● Data section
== == ==
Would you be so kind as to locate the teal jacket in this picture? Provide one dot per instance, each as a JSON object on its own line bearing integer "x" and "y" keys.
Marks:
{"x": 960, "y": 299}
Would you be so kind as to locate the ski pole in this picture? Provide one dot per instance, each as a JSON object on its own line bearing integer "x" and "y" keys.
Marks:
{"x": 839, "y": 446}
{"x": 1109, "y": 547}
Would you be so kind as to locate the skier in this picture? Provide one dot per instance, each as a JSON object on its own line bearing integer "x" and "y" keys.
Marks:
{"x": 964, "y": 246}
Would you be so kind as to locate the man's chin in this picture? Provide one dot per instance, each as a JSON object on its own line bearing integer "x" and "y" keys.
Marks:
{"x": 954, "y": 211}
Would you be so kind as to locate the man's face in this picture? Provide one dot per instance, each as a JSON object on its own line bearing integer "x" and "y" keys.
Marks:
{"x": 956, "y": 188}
== == ==
● What is required
So that nothing differs from the original, transcribe all of the records above.

● Answer
Would you be so kind as to locate the teal jacket in this picture? Provide one dot per instance, each as a JSON object on its own line bearing integer "x" and "y" keys.
Marks:
{"x": 960, "y": 299}
Would you be so kind as to locate the ski pole in this picture? Provide one dot per instance, each as a JSON object on its own line bearing integer "x" and "y" keys.
Marks:
{"x": 839, "y": 446}
{"x": 1109, "y": 547}
Would you be so kind as to locate the skier in this picture? Provide one dot per instance, each as a JSON object on its own line bearing integer "x" and "y" keys.
Marks:
{"x": 964, "y": 246}
Would you be so kind as to locate the man's chin in this picture? Provide one dot per instance, each as a JSON object on its own line bearing integer "x" and "y" keys.
Marks:
{"x": 954, "y": 211}
Would you be so kind as to locate the man's face in this picture? Provide one dot per instance, each as a JSON object on its own line bearing integer "x" and "y" keys.
Marks:
{"x": 956, "y": 188}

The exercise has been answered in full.